*** Opening Records provided ***

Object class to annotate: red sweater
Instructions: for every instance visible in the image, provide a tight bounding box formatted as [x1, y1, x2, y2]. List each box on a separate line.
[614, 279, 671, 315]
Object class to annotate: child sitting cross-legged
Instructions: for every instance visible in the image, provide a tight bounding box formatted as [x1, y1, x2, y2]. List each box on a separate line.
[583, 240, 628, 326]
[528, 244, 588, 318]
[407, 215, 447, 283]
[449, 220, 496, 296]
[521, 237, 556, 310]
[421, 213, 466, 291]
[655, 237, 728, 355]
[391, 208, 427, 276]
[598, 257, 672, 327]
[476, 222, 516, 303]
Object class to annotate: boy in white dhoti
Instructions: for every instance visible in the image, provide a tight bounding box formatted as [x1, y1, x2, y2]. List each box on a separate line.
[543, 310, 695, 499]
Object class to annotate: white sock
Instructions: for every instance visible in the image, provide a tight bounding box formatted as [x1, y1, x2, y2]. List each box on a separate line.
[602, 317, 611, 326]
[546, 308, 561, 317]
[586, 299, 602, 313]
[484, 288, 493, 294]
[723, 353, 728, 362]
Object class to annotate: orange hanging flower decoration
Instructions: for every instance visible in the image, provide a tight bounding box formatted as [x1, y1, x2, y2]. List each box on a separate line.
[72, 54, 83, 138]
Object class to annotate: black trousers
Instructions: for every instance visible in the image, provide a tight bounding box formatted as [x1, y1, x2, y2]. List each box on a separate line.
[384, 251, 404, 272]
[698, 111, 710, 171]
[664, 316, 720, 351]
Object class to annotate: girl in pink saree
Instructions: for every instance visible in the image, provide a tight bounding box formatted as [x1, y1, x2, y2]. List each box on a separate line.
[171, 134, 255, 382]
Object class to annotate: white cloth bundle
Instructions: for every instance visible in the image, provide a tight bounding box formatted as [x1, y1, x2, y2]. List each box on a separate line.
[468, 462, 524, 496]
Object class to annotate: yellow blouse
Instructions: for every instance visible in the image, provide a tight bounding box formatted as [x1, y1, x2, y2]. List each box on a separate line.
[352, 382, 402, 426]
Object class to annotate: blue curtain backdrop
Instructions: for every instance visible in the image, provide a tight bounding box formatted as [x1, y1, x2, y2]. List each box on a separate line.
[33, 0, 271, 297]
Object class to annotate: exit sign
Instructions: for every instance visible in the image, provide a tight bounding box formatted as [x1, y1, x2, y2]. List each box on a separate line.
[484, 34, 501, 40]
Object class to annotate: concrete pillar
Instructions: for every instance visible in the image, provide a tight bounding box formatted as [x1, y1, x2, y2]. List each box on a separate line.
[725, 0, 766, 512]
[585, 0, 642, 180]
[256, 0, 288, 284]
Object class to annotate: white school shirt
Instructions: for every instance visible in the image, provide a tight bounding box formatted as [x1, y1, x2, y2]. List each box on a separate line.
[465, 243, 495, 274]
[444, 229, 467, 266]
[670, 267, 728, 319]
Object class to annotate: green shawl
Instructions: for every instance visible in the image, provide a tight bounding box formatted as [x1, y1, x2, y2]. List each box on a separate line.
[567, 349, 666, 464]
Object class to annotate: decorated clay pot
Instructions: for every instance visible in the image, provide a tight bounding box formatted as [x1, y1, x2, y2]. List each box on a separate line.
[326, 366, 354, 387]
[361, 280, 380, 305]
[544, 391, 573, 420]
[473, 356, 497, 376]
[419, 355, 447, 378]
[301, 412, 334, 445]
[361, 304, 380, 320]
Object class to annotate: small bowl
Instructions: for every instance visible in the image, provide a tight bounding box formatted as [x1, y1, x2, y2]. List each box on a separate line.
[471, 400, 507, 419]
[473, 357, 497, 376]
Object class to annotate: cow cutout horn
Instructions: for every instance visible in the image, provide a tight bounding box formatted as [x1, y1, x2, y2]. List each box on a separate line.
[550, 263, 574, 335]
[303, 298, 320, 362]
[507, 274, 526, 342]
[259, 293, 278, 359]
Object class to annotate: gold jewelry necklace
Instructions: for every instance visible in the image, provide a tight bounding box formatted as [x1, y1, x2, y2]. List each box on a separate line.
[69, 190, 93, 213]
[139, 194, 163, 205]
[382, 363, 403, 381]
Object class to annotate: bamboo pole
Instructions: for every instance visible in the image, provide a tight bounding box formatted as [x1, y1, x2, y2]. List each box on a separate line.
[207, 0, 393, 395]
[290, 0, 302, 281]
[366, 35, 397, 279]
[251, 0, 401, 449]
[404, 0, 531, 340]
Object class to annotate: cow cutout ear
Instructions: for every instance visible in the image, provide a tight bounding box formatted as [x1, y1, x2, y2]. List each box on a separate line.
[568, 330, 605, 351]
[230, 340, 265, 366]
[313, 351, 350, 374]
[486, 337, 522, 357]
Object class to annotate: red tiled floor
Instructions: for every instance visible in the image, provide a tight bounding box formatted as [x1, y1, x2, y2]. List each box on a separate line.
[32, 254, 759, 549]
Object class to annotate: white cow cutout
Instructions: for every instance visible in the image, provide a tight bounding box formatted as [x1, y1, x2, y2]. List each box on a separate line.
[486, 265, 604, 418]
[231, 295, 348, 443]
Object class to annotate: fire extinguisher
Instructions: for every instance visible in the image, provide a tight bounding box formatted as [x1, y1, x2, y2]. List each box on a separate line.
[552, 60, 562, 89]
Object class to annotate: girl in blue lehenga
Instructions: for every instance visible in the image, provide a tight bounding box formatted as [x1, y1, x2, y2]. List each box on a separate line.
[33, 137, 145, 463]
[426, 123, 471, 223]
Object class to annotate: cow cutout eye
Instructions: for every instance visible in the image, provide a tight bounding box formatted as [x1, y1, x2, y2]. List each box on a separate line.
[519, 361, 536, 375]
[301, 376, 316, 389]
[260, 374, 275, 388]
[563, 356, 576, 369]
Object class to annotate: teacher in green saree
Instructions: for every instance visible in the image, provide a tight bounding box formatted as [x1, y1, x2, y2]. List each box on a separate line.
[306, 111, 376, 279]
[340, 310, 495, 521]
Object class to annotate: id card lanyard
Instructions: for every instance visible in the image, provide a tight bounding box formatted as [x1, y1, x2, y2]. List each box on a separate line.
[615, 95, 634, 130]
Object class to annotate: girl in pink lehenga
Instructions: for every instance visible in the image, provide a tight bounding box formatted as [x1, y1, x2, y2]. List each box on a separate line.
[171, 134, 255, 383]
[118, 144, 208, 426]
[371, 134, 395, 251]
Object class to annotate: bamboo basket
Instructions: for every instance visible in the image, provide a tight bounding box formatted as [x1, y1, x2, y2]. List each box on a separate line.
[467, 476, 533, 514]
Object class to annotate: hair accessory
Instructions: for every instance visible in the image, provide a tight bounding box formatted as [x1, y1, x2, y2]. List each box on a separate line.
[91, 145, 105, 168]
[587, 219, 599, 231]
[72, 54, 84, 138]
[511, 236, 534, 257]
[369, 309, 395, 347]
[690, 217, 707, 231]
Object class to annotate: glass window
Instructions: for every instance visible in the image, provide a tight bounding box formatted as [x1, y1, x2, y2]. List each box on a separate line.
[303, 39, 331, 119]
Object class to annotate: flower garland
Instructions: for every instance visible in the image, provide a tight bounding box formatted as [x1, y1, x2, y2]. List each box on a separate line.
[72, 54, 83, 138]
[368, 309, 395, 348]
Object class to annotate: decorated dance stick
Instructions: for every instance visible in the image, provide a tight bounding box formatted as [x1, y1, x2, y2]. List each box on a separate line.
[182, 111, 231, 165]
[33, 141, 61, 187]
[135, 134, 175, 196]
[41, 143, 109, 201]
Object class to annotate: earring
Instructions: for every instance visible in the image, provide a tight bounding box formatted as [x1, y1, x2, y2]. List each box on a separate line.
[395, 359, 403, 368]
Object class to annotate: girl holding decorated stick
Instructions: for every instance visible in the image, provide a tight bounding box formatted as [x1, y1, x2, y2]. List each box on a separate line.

*** Closing Records provided ***

Assignment. Which lines contain "stick"? Copy each of them from the listing.

Solution below.
Object class to annotate: decorated dance stick
Object class to annotate: girl holding decorated stick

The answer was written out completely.